──────── SUPPLIED INFORMATION

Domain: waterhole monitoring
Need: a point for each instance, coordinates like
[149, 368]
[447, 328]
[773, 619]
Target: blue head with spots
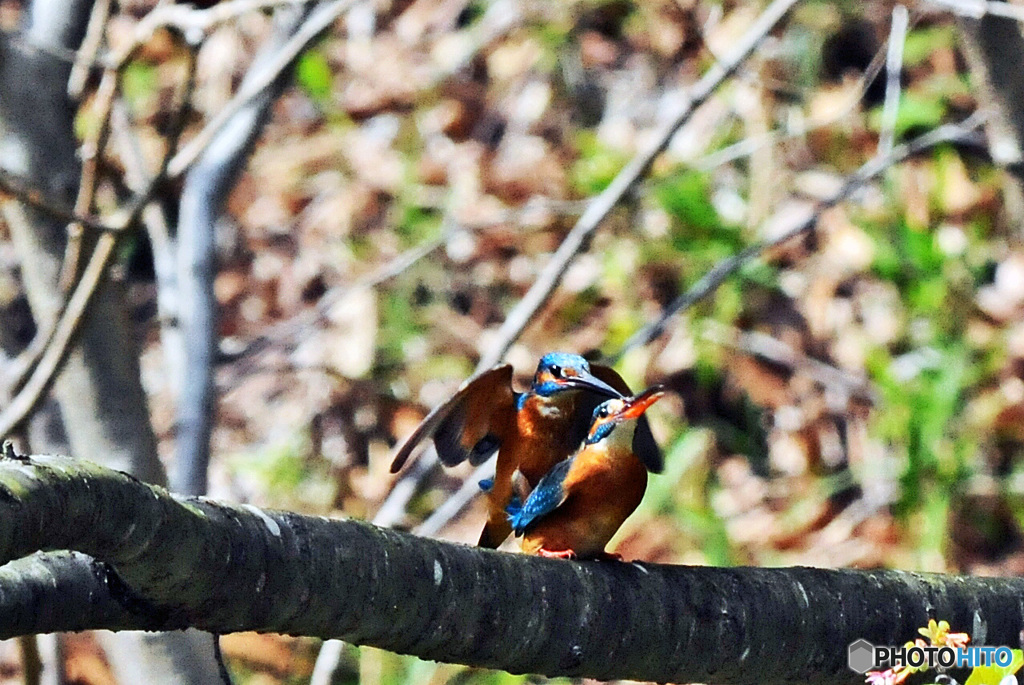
[612, 413]
[559, 372]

────────────────

* _EXERCISE DESCRIPTION_
Rewrite every line of the records above as a numbered list, omitting any blank lines and leaving the pictures out.

* _TASK ANSWER_
1. Domain: waterhole monitoring
2. Need: a point for each instance, coordinates like
3. [149, 368]
4. [447, 328]
5. [773, 619]
6. Target: blue head with spots
7. [612, 413]
8. [559, 372]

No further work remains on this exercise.